— begin Source records —

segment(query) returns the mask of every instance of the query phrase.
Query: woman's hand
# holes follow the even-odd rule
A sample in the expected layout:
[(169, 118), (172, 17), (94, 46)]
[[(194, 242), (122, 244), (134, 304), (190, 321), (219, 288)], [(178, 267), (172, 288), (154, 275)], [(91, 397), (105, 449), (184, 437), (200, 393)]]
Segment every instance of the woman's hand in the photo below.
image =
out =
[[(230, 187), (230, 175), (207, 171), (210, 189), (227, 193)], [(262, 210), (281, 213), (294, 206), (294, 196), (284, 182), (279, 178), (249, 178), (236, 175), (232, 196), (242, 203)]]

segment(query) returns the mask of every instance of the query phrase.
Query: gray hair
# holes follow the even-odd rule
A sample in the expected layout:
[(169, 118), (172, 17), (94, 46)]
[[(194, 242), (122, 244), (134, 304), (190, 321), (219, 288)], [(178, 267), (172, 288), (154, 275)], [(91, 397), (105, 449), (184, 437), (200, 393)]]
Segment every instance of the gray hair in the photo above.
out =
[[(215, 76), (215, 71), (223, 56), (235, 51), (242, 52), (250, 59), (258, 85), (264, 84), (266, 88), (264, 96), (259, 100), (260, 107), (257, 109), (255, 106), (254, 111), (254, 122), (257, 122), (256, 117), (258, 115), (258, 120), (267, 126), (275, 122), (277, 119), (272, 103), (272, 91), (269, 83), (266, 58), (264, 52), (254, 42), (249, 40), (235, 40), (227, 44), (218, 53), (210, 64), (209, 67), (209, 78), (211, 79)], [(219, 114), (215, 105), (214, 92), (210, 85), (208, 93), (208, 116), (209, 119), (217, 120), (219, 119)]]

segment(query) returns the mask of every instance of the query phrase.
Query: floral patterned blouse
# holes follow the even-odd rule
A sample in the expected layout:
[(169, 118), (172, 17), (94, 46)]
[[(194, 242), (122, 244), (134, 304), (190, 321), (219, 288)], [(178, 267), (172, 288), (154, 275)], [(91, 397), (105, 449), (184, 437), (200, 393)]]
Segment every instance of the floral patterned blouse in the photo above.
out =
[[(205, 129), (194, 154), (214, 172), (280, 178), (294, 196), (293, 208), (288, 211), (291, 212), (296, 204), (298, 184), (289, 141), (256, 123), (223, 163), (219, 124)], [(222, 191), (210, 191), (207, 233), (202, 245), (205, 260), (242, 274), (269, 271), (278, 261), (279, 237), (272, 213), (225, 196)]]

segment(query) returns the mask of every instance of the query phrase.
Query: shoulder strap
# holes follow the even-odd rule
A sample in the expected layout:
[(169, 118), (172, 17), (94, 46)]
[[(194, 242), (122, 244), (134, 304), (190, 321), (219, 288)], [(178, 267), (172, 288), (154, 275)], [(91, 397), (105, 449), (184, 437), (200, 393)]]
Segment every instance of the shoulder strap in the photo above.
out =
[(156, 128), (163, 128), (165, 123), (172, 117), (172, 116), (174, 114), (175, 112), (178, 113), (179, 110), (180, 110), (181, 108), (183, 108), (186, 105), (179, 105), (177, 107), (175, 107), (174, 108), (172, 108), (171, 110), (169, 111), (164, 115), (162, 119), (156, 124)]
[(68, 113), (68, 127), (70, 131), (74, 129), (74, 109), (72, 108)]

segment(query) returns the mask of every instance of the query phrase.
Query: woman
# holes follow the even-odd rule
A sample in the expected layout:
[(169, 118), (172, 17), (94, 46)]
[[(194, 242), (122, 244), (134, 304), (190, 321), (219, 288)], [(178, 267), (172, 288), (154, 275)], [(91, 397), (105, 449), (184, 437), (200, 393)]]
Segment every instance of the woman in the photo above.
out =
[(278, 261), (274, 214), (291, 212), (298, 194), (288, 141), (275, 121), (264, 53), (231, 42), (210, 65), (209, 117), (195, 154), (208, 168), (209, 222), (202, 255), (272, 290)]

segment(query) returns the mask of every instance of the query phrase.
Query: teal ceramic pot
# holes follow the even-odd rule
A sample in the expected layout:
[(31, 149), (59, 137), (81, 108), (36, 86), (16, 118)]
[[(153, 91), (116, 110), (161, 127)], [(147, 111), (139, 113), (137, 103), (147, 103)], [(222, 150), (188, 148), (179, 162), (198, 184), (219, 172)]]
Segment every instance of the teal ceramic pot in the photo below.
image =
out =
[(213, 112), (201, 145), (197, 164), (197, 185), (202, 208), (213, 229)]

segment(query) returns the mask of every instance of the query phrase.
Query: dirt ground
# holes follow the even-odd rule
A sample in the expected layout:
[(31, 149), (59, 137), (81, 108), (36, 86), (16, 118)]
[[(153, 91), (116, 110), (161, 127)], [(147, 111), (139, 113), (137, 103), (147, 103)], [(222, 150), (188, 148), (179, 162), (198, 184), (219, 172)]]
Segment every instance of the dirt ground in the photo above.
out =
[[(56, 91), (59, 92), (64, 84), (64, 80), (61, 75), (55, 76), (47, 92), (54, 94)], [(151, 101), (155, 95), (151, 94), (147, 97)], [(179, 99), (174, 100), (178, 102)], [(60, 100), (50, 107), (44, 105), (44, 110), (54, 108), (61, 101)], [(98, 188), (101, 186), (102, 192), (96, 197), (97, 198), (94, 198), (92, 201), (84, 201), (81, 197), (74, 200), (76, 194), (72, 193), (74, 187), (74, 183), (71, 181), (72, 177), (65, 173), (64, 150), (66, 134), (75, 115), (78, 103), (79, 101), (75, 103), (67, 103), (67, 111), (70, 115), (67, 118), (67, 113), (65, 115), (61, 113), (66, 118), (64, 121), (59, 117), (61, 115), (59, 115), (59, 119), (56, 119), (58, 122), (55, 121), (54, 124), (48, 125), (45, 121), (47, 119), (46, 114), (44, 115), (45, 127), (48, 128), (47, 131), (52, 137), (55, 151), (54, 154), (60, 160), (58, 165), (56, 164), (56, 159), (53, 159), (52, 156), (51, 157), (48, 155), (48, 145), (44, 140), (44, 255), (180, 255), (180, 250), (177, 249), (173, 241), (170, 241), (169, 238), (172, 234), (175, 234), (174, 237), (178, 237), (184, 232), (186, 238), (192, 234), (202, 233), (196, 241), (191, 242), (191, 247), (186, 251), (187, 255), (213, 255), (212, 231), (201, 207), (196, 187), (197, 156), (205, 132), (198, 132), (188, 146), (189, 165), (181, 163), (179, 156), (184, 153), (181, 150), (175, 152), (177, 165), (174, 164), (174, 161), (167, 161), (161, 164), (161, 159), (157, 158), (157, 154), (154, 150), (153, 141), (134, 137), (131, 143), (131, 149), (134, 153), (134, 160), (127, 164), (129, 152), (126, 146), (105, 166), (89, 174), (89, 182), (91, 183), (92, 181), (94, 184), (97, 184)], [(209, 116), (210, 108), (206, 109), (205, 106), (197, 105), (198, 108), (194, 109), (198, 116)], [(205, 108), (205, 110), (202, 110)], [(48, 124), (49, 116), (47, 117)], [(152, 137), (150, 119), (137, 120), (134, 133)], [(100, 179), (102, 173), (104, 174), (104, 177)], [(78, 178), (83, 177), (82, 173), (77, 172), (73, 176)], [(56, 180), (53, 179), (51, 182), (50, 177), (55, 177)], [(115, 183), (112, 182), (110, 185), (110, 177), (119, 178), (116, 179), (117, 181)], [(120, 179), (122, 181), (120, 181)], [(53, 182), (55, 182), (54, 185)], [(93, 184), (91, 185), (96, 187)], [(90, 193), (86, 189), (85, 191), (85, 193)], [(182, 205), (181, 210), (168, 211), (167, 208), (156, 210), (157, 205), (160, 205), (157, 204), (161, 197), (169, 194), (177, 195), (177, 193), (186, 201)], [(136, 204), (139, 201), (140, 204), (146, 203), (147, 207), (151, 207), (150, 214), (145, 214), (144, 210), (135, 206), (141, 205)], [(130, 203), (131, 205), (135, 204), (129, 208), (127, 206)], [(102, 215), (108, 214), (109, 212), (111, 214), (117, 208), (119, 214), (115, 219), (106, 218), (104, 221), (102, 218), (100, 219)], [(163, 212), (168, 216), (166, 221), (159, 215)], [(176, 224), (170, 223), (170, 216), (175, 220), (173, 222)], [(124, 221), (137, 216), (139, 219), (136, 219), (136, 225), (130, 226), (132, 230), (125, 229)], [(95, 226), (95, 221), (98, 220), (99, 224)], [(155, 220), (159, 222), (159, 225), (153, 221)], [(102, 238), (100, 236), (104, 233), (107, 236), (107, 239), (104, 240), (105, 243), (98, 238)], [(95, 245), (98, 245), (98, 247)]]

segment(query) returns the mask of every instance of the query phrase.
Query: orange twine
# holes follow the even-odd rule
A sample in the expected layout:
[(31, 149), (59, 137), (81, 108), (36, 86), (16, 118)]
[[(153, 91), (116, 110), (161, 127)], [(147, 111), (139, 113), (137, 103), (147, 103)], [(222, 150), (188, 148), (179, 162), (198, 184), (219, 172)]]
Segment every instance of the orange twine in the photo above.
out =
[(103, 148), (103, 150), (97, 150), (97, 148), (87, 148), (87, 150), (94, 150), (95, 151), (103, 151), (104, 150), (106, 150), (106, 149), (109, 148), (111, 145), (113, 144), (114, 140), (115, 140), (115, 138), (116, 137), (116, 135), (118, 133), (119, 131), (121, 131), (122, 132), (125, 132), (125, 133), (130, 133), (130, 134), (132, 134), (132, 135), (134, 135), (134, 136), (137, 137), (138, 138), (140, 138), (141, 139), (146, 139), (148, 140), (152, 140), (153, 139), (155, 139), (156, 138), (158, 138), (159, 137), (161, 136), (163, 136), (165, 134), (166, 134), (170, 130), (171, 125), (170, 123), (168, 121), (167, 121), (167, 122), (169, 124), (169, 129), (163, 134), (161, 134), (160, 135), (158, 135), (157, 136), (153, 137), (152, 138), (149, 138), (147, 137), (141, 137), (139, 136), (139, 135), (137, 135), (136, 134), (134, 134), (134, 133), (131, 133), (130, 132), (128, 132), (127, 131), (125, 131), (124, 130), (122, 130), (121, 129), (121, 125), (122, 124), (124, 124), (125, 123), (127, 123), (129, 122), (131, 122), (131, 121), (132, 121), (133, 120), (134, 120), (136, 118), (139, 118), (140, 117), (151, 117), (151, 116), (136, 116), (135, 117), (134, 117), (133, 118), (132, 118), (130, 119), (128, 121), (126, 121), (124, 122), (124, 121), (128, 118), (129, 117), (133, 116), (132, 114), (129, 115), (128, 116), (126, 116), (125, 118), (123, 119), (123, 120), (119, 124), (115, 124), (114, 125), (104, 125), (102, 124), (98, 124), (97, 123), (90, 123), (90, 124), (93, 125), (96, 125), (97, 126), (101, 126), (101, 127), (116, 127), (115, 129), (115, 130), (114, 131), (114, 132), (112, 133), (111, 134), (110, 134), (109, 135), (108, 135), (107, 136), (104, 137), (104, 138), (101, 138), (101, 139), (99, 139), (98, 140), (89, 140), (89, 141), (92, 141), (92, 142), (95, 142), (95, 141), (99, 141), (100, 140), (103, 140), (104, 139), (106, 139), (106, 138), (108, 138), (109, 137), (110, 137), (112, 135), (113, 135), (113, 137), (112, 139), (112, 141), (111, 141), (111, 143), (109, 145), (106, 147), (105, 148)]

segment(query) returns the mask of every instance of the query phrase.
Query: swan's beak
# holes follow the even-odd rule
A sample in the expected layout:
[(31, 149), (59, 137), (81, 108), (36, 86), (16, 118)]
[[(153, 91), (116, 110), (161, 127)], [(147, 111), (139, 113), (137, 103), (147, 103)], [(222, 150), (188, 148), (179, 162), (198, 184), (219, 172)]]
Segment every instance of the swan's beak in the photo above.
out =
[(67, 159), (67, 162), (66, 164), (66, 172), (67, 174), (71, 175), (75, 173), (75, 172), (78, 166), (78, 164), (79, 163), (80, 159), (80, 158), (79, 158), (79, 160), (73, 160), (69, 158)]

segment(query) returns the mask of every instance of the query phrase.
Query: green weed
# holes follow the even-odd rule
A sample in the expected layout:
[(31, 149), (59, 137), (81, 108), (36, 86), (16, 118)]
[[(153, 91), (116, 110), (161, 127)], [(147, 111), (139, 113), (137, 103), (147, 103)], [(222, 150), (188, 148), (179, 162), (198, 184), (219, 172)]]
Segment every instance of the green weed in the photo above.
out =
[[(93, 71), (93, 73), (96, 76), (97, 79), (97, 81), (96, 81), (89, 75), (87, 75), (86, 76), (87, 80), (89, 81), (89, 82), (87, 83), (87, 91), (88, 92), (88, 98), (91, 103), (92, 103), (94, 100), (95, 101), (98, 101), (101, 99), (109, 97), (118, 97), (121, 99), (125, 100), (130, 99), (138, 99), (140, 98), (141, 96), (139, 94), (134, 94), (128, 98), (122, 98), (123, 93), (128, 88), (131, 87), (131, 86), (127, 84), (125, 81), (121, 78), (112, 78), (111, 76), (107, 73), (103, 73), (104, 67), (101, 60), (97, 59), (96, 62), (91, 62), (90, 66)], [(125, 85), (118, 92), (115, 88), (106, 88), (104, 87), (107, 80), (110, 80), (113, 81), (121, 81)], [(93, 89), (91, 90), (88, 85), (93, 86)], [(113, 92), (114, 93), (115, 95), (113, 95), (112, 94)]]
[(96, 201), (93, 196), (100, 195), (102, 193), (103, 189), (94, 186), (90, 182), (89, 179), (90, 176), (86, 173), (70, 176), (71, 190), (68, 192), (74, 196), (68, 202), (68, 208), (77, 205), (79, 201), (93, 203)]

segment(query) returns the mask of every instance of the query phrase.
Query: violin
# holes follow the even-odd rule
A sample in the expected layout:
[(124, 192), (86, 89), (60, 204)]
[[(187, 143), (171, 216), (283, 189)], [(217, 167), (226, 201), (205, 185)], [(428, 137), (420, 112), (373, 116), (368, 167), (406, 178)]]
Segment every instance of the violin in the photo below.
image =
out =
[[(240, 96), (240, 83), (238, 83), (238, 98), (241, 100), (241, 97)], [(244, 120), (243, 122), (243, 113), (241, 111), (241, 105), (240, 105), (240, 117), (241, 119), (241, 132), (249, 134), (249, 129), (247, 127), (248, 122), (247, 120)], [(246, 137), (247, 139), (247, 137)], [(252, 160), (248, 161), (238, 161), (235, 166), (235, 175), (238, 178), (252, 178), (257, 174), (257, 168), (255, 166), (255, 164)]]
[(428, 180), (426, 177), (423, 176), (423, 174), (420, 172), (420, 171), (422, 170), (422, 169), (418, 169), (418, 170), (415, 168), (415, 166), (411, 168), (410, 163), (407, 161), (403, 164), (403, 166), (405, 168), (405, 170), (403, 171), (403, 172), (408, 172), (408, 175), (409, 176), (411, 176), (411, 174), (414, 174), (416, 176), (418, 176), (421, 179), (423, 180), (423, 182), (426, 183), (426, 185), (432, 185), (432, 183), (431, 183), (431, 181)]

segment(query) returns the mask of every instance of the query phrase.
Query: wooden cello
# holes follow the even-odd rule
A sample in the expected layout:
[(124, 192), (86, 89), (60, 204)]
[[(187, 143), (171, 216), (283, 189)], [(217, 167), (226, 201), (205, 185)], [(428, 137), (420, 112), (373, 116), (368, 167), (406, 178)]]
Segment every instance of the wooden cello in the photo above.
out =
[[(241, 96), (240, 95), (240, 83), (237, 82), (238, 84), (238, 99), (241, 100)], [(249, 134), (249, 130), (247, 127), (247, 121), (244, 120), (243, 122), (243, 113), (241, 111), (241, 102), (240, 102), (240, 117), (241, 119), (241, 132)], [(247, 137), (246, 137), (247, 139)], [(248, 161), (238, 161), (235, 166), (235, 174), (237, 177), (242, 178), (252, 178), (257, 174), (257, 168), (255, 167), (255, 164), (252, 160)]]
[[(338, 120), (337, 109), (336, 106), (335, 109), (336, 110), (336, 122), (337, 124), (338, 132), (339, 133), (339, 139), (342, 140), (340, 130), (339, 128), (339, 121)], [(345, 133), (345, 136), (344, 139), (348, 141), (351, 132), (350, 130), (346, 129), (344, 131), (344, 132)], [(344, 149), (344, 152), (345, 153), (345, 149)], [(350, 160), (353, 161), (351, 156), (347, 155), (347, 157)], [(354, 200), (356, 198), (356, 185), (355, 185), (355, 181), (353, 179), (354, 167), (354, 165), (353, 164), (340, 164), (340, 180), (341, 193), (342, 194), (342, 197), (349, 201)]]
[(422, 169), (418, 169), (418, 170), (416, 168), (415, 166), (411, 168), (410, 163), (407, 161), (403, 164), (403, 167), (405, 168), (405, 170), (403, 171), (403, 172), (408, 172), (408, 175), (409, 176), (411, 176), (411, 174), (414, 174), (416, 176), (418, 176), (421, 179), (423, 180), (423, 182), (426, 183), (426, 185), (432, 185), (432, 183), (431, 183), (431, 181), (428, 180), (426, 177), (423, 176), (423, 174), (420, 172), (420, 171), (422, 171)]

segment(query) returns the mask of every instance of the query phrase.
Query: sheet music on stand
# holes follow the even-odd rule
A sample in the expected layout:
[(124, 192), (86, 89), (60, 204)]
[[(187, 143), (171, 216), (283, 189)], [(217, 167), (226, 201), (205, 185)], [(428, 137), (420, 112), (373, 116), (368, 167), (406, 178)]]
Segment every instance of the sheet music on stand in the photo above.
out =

— end Source records —

What to do
Copy the stretch of the listing from its start through the line containing "196), (242, 203)]]", requests included, and shift every coordinate in the answer outlines by -38. Leave the numbers in the requests and their sample layouts unchanged.

Full solution
segment(query) returns the mask of every instance of the query phrase.
Query: woman's hand
# holes follow the even-odd rule
A sample in the expected layout:
[(169, 118), (172, 17), (94, 46)]
[[(194, 242), (122, 244), (134, 304), (190, 321), (219, 288)], [(178, 267), (172, 288), (154, 275)], [(91, 397), (105, 449), (184, 437), (200, 393)]]
Segment every instance of the woman's hand in the photo below.
image =
out =
[[(192, 149), (192, 137), (169, 133), (172, 151), (189, 155)], [(224, 172), (243, 175), (256, 168), (256, 158), (246, 144), (241, 140), (211, 140), (198, 137), (194, 158), (204, 165)]]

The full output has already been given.